Work to complete: From the line with "Give the innermost point of each instance of the stucco" to the final line, print the records exactly as they are.

Exercise data:
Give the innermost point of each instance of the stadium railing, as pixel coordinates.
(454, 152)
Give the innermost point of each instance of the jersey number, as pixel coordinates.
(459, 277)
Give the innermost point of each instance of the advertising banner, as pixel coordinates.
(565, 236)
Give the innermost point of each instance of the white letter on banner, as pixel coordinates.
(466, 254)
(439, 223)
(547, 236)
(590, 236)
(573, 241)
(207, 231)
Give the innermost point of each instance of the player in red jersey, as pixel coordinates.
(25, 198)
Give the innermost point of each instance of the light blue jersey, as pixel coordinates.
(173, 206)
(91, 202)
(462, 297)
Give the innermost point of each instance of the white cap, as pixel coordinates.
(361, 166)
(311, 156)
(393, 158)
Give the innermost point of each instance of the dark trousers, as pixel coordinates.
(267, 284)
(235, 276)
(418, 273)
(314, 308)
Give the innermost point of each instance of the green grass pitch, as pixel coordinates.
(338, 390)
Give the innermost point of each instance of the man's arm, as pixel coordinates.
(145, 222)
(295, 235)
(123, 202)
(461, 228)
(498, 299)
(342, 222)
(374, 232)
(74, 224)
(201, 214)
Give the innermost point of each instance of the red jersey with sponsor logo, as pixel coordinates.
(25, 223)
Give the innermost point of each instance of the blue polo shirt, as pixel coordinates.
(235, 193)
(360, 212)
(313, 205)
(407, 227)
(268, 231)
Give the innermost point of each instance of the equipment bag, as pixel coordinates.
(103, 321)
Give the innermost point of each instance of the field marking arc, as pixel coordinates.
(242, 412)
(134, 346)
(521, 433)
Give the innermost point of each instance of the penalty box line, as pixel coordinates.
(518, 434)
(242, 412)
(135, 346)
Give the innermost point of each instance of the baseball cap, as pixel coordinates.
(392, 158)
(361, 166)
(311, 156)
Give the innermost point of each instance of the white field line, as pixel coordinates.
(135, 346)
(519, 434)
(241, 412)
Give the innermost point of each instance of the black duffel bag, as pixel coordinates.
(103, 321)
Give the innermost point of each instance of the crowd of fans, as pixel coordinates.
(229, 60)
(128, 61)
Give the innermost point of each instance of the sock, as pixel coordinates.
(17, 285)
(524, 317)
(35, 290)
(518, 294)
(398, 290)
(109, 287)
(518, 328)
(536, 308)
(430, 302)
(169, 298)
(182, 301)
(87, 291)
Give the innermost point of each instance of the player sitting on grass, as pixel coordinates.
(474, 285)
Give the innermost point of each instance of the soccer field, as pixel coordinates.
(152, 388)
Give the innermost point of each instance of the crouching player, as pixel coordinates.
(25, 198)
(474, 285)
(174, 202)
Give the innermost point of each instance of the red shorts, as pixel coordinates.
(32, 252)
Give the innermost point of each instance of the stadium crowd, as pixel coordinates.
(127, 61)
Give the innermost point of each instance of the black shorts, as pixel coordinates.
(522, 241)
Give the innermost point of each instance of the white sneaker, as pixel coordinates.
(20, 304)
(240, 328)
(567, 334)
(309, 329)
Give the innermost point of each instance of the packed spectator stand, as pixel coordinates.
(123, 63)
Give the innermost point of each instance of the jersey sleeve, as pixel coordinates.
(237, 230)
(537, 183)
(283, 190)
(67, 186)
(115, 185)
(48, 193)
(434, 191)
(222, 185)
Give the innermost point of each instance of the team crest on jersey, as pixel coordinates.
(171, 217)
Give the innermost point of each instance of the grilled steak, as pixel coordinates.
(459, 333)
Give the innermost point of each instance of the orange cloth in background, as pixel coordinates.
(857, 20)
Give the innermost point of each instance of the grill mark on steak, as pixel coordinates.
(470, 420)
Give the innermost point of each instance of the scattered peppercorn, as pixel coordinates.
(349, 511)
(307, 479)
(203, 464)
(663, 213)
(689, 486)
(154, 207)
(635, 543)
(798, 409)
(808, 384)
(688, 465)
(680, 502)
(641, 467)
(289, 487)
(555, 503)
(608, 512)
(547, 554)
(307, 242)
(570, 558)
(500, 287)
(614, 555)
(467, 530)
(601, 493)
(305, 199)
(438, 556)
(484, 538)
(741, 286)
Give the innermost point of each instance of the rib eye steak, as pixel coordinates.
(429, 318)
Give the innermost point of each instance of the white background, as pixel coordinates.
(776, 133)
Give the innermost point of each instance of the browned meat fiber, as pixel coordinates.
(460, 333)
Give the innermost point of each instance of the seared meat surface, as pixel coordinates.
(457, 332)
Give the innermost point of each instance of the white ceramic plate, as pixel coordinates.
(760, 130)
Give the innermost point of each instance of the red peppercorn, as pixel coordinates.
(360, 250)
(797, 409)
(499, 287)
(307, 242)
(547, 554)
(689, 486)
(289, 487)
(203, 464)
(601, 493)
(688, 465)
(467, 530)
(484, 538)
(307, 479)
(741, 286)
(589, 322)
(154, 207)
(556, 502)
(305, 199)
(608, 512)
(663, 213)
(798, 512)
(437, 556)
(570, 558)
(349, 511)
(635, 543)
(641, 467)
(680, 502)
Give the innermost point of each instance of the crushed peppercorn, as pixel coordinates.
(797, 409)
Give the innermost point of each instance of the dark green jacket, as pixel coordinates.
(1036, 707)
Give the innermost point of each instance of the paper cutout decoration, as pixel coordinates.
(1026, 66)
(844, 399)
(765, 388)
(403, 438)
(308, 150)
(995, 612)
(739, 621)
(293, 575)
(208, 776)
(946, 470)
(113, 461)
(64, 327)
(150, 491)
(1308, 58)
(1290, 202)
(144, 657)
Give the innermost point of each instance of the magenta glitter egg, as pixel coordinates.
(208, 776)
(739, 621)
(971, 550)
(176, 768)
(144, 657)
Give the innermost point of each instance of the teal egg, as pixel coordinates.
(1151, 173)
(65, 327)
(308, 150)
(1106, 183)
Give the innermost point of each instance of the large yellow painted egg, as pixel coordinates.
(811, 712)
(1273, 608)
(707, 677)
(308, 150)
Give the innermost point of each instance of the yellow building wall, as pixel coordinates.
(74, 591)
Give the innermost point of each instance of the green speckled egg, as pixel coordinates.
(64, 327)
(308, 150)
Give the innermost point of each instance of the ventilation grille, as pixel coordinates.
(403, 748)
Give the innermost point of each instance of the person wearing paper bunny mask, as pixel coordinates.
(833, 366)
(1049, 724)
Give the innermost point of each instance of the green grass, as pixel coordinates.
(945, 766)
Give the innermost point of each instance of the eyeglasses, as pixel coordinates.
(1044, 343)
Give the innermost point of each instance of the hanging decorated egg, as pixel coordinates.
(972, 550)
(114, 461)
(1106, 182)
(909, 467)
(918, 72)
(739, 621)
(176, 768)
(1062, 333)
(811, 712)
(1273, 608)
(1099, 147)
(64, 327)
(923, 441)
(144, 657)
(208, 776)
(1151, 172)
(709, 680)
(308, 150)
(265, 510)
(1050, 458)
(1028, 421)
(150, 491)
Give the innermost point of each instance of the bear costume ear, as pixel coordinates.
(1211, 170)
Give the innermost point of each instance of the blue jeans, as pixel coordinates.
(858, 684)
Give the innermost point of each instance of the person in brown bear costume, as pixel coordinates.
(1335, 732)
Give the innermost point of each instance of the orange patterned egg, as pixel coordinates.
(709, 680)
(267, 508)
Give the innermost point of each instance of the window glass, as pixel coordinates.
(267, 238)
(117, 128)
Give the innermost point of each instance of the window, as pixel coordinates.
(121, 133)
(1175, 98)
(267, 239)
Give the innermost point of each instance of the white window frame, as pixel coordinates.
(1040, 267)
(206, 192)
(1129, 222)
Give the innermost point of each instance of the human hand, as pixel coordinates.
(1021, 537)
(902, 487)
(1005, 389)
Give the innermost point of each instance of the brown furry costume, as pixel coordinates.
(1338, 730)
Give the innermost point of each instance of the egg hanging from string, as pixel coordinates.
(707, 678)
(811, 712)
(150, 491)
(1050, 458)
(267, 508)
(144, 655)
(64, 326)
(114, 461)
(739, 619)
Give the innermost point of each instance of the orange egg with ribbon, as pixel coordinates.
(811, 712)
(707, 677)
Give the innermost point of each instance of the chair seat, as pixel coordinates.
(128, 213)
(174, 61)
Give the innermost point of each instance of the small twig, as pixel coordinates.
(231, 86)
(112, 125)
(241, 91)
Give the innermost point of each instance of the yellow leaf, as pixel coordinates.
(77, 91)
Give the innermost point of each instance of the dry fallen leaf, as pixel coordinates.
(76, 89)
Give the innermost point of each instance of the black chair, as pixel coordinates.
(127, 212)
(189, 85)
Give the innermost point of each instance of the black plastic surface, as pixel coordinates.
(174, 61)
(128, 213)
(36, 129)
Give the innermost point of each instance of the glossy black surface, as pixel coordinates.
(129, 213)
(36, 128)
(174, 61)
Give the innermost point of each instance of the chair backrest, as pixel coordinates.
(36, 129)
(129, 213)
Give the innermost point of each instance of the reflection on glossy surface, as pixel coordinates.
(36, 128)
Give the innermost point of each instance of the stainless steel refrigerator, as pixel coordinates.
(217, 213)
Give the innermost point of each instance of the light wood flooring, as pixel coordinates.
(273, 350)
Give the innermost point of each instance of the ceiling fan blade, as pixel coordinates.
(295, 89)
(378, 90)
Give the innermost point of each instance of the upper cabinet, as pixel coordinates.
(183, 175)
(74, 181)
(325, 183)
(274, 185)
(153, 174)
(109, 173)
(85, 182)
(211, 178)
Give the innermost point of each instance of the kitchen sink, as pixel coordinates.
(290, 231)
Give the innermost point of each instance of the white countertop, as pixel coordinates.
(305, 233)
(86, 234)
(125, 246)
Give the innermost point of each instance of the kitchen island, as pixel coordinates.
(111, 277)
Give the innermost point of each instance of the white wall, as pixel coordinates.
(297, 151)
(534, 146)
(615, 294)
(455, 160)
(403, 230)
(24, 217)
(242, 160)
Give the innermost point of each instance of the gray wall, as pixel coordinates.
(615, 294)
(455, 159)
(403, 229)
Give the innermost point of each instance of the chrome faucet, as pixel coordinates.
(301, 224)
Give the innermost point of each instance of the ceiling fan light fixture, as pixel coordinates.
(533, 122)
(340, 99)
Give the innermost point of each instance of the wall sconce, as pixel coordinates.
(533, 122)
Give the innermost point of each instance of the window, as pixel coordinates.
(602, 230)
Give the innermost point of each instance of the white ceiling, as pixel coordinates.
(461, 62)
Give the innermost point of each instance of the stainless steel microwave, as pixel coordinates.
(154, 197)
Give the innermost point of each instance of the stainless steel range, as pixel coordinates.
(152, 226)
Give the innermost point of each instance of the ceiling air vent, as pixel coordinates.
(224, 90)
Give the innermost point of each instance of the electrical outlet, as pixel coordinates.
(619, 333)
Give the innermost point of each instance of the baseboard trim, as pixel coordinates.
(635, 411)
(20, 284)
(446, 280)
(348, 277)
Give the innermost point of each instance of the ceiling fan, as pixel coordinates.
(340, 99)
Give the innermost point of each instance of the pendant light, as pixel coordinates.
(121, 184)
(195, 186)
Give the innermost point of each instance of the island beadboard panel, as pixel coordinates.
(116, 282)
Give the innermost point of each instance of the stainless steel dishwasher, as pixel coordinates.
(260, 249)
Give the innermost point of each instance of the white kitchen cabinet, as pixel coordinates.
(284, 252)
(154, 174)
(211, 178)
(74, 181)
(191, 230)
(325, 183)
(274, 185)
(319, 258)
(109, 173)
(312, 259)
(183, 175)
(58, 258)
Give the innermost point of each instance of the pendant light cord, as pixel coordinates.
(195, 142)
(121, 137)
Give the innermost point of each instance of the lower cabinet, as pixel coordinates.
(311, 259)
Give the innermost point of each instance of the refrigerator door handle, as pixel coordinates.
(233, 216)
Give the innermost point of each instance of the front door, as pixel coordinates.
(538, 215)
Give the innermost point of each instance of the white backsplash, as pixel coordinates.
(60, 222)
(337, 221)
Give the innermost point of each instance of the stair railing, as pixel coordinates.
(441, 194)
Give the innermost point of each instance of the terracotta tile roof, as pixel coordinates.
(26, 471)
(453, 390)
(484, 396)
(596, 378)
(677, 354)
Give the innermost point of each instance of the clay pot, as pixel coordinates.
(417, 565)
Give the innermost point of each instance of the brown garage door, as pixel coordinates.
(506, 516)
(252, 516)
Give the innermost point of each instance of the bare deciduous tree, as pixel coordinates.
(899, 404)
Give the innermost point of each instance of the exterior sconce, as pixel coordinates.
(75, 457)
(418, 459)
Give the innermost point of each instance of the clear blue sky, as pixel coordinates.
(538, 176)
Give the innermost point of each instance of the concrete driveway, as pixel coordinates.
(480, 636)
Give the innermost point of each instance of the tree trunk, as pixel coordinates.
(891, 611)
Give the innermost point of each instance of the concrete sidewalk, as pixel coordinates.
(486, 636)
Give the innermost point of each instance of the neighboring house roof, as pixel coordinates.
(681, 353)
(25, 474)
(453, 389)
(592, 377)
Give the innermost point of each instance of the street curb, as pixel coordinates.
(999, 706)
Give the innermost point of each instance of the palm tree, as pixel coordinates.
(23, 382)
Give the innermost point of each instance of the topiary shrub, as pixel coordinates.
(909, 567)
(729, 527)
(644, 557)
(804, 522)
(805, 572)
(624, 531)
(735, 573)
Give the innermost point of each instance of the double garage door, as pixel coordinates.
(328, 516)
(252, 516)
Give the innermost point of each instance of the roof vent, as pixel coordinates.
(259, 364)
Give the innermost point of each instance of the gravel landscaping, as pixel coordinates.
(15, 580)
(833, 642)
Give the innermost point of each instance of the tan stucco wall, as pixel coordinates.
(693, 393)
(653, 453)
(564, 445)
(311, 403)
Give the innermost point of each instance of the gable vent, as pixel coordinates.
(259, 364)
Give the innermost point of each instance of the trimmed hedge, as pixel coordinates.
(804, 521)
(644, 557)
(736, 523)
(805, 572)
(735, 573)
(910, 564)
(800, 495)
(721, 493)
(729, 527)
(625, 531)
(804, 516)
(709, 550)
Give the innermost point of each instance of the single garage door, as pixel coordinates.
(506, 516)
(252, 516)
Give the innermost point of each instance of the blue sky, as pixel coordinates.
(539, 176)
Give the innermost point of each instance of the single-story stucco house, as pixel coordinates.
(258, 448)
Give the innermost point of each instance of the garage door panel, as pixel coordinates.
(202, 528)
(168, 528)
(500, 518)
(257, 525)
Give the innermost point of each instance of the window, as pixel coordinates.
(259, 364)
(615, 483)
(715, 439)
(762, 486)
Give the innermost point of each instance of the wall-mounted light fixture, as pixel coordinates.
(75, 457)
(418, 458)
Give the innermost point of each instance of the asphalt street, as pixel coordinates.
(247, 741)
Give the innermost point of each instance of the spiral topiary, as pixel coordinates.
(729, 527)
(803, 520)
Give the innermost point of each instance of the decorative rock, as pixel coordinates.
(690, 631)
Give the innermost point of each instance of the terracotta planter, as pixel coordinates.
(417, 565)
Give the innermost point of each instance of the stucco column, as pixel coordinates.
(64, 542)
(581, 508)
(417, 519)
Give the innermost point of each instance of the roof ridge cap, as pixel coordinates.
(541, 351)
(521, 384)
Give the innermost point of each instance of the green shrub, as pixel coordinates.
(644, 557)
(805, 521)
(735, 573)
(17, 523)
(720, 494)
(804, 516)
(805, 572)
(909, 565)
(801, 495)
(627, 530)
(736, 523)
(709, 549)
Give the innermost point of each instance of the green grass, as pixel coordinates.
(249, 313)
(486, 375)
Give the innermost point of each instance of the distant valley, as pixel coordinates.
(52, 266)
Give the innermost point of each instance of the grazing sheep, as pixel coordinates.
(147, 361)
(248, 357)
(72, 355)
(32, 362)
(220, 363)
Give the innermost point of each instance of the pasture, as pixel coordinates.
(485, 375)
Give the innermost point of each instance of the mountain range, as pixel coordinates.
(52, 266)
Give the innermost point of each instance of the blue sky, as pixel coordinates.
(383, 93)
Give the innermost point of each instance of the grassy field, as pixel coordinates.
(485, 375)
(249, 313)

Task response:
Give the innermost point of each instance of the stucco column, as pixel coordinates.
(64, 542)
(581, 508)
(417, 519)
Give the innermost point of each instance of the roof ridge cap, as pixel coordinates.
(541, 351)
(521, 384)
Give the innermost point of each instance of the green shrub, as pixel coordinates.
(644, 557)
(805, 521)
(735, 573)
(17, 523)
(720, 494)
(804, 516)
(805, 572)
(909, 565)
(801, 495)
(627, 530)
(736, 523)
(709, 549)
Give the innermost point of each instance of the green grass, as pixel coordinates.
(249, 313)
(486, 375)
Give the innermost point of each instance of the distant valley, as pixel coordinates.
(52, 266)
Give the innermost point of each instance of the grazing sheep, as pixel coordinates.
(147, 361)
(248, 357)
(72, 355)
(32, 362)
(220, 363)
Give the innermost point of each instance of the pasture, as pixel coordinates.
(485, 375)
Give the innermost point of each instance of the mountain range, as pixel coordinates.
(52, 266)
Give the innermost point of each instance of the blue sky, as pixel coordinates.
(383, 93)
Give the innermost point of each instance of the grassy field, as pixel coordinates.
(485, 375)
(249, 313)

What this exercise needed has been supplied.